> _Instructions to follow_
Copy the following listing verbatim, from start to finish, and leave out the pictures.

> _Provided material_
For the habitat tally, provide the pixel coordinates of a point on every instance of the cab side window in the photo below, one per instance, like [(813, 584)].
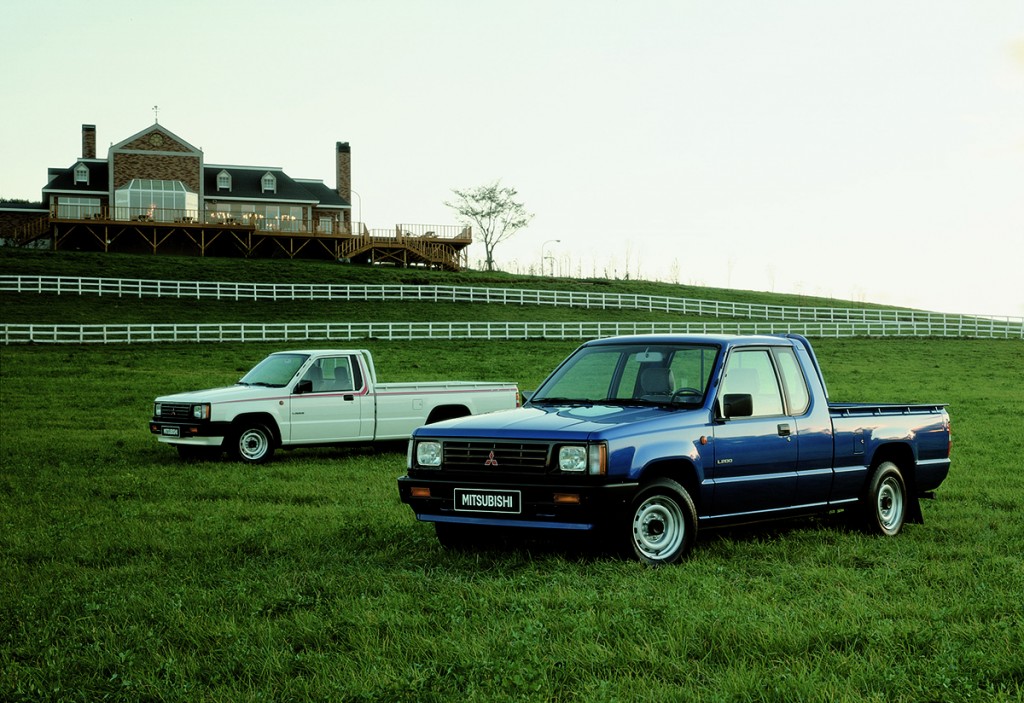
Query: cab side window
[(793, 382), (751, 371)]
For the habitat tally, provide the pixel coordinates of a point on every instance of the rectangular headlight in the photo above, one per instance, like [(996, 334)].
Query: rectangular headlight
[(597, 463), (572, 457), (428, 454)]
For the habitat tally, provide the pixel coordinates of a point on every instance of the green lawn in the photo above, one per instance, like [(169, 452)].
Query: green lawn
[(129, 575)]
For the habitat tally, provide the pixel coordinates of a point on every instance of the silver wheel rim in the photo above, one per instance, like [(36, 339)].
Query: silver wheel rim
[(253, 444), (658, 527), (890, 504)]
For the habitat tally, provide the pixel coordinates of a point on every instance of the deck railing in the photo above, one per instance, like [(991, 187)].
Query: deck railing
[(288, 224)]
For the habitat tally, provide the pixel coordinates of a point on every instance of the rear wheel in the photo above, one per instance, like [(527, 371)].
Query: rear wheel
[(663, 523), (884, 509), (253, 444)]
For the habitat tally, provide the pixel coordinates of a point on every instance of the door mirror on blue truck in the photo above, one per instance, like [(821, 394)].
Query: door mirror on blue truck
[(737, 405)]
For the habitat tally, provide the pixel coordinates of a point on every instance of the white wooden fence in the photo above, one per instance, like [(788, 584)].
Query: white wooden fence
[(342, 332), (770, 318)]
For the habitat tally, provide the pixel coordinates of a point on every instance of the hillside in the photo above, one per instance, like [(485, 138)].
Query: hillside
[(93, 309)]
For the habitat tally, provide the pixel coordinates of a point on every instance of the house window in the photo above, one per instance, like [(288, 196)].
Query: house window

> _Solution for this task_
For the habitat tally, provide the pixel coordinates of a point on every instance of the cab side window in the photo below, one per instance, like [(813, 584)].
Query: cab side window
[(793, 382), (751, 371)]
For the habitat tally, provide the pixel coordinates of a point on every instance of the rectangular headlight in the photo above, one per instance, like [(996, 334)].
Query: rectangular headlight
[(597, 463), (572, 457), (428, 454)]
For the habitat tally, provide the pixel coordinates of a point on every instance of the green lawn in the photo above, one per instance, like [(169, 452)].
Query: green lawn
[(129, 575)]
For the habitat tally, provide the pixel coordinates of a point on every instance of the silver wheel rim in the photo above, one per instance, like [(36, 339)].
Query: silver wheel rim
[(253, 444), (658, 527), (890, 504)]
For the habitat tally, provide the pixel coordinates of a point on every instance of the deck railing in the photo above, one per instance, like [(991, 187)].
Query: deck railing
[(288, 224)]
For the habitat tally, provide the pixel coordinates of a point on every instance of the rear wheel in the photo above, one per instance, like [(527, 371)].
Query: rear wheel
[(663, 523), (884, 509), (253, 444)]
For the habitat tally, provide the pixel coordinates of a point on every instance of the door mirror on blue truck in the photo above, one per instance, like [(821, 394)].
Query: door mirror on blue truck
[(737, 405)]
For the habitat tally, provide the pixel coordinates of a point on every instance of the white wooden fence in the photo above, one per instance, like [(788, 584)].
Query: white wooden fence
[(342, 332), (770, 318)]
For the habitat tally, provide the pixel coordinates of a point on every instance of the hillside in the photo above, one per instance, like [(485, 138)].
Query: hillside
[(93, 309)]
For the habitat tally, provide the pixel coordinates of a point on every instance of the house window in the photo above, one per instance, like [(288, 196)].
Query: house window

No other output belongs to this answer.